> **REQUIRED ACTION**
Given the listing below, the answer must be only the number of lines containing the string "would".

> **DATA IN THIS EXERCISE**

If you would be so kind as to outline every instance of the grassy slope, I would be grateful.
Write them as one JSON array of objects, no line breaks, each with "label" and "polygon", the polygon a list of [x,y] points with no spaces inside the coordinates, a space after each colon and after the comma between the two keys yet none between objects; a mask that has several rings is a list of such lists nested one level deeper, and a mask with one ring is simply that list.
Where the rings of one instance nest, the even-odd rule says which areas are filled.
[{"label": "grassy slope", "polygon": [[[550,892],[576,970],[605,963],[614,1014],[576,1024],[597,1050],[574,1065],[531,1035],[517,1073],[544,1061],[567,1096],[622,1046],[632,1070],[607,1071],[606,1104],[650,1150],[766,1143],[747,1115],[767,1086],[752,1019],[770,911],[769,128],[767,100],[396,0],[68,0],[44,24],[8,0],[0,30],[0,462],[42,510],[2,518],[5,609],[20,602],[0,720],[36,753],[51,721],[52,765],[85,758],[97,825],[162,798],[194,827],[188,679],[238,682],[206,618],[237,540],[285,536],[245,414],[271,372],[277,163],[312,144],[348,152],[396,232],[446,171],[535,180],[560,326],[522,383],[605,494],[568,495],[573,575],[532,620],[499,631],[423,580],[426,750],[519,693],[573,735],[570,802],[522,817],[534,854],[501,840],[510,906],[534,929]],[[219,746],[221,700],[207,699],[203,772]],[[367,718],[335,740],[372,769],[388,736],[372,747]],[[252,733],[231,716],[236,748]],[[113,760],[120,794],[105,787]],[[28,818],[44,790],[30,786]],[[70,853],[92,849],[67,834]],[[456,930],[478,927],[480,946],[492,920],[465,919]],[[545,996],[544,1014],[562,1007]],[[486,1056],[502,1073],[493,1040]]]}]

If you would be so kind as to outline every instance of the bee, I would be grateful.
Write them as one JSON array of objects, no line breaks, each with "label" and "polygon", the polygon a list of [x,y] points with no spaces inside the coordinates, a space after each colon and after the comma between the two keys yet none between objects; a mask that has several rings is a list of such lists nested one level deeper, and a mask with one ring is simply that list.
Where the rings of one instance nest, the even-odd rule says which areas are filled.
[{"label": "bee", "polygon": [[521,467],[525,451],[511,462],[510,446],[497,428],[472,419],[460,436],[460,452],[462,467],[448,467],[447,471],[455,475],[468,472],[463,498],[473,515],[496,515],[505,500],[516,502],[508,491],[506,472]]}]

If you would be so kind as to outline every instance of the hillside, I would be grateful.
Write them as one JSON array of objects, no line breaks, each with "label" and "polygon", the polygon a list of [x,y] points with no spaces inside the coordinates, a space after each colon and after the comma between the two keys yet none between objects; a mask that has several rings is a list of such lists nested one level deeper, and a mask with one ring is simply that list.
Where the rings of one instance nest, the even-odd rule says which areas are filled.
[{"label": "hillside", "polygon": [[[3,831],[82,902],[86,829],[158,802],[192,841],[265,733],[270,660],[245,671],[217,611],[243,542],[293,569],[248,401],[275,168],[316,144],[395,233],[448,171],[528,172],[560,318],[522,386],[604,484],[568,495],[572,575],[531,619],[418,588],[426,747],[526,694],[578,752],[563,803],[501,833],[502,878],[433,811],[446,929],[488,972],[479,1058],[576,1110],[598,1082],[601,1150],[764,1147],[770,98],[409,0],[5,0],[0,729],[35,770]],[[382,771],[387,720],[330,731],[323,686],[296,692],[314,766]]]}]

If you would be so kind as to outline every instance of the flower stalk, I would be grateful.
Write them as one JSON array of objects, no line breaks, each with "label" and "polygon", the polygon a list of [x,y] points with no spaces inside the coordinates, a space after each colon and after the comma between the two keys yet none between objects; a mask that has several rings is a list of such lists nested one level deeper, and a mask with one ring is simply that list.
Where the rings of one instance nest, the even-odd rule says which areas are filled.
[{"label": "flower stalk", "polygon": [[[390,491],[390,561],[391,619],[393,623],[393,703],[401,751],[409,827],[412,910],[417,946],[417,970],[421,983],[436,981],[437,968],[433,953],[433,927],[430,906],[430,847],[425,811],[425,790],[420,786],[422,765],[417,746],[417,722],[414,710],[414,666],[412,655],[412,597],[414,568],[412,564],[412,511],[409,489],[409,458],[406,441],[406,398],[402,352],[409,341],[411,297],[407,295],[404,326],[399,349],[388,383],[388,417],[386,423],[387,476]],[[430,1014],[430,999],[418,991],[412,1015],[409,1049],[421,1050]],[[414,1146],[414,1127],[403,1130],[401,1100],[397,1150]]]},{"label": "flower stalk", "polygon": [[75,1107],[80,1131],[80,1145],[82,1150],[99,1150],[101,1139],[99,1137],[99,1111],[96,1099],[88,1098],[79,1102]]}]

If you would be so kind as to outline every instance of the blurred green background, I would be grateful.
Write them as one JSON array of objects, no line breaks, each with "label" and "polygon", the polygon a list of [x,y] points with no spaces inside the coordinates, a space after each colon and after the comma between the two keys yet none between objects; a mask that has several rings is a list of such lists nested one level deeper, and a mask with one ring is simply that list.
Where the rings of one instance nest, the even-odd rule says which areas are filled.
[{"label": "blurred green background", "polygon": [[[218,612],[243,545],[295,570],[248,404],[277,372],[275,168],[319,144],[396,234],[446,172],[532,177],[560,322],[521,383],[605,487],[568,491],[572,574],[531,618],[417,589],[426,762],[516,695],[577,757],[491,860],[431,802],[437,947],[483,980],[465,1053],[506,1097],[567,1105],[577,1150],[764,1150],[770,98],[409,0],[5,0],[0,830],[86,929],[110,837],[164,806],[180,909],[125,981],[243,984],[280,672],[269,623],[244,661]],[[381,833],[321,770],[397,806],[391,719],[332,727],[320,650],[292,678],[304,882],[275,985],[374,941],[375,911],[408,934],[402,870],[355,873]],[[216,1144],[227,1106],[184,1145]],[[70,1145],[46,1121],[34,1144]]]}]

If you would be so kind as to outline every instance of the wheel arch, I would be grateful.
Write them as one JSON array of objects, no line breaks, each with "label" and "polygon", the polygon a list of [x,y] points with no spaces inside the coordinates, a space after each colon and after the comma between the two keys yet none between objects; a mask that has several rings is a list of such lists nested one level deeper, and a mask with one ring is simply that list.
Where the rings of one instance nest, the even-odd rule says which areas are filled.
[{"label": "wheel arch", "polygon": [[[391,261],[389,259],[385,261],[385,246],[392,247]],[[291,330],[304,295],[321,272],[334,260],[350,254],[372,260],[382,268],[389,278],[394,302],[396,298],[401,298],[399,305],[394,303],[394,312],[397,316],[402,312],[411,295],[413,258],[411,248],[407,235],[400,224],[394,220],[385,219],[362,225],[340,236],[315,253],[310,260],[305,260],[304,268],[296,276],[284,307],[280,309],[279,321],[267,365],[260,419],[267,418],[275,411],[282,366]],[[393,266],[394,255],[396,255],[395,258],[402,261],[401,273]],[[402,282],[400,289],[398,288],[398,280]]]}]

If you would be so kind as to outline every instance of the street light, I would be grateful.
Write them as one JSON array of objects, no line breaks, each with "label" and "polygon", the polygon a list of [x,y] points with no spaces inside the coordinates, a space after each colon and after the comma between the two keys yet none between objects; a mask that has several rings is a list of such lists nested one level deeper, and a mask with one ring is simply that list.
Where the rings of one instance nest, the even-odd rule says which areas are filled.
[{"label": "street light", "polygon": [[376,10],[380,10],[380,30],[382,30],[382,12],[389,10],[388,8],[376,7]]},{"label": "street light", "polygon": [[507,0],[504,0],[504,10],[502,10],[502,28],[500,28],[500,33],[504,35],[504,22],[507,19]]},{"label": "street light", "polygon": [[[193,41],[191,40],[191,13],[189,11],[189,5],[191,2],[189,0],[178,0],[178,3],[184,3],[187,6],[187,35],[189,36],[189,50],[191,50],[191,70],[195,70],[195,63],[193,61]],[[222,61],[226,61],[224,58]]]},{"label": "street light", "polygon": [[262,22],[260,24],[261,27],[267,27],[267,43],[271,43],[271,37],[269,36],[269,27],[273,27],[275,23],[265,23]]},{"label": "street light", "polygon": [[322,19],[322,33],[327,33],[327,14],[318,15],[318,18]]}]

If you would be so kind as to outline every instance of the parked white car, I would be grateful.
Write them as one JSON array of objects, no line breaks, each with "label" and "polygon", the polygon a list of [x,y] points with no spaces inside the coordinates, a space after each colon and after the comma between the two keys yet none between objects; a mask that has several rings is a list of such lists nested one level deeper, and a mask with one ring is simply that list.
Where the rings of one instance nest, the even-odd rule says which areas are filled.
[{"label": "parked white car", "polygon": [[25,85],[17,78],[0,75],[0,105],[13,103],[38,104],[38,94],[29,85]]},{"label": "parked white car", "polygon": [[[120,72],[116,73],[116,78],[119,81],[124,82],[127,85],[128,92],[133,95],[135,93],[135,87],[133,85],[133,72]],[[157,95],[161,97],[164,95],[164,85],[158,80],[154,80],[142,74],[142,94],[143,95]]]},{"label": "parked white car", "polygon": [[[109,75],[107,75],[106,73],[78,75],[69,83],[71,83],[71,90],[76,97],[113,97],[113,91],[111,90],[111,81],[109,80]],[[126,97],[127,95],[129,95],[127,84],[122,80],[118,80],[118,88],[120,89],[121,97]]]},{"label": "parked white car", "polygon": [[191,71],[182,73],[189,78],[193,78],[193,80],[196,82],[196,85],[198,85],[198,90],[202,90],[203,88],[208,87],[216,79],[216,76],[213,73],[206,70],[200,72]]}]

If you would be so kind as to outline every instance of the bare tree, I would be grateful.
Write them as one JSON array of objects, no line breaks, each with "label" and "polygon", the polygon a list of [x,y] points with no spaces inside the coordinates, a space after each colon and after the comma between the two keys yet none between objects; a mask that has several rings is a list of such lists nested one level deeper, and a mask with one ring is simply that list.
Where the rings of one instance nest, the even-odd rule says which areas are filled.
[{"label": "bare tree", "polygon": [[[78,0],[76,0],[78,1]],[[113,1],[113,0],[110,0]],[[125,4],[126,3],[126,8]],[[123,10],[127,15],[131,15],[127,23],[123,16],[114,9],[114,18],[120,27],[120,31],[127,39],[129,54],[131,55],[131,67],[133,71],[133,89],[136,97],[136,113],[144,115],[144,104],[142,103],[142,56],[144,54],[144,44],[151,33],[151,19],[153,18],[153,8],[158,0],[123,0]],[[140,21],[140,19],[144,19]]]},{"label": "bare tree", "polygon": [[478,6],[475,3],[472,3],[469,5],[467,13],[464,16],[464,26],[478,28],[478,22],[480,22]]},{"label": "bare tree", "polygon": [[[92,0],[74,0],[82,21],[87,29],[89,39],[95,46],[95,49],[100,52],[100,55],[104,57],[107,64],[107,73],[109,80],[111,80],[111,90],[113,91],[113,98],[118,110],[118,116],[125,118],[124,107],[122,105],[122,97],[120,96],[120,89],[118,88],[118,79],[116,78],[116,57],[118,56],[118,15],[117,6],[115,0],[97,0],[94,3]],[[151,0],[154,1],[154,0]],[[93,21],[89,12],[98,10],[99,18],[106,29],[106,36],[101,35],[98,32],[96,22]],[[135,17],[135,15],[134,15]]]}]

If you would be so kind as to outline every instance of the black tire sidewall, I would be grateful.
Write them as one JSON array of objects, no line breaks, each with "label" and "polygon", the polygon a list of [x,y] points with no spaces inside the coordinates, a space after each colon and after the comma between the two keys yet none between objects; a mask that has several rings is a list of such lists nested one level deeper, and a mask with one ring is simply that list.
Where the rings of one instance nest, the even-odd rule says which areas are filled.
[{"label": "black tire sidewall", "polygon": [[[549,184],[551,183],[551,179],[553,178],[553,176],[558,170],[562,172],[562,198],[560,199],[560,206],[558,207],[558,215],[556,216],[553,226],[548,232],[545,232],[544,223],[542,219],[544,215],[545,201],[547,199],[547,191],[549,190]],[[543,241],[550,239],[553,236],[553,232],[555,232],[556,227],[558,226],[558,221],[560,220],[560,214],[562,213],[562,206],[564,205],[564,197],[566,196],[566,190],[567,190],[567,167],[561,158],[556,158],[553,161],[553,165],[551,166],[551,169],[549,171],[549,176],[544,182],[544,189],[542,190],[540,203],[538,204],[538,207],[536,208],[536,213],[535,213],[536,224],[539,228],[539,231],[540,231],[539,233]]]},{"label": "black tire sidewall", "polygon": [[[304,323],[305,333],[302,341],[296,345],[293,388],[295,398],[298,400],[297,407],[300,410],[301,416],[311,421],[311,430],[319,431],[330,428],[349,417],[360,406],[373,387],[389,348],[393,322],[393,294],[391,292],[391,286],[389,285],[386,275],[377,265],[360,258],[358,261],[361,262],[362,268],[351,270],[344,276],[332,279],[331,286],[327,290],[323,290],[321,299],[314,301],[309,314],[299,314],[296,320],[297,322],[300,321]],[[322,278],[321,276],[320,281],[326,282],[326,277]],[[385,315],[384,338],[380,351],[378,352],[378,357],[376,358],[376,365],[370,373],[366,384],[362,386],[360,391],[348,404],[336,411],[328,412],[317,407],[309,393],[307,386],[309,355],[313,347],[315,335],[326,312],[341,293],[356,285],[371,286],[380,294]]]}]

> **WRITTEN ANSWER**
10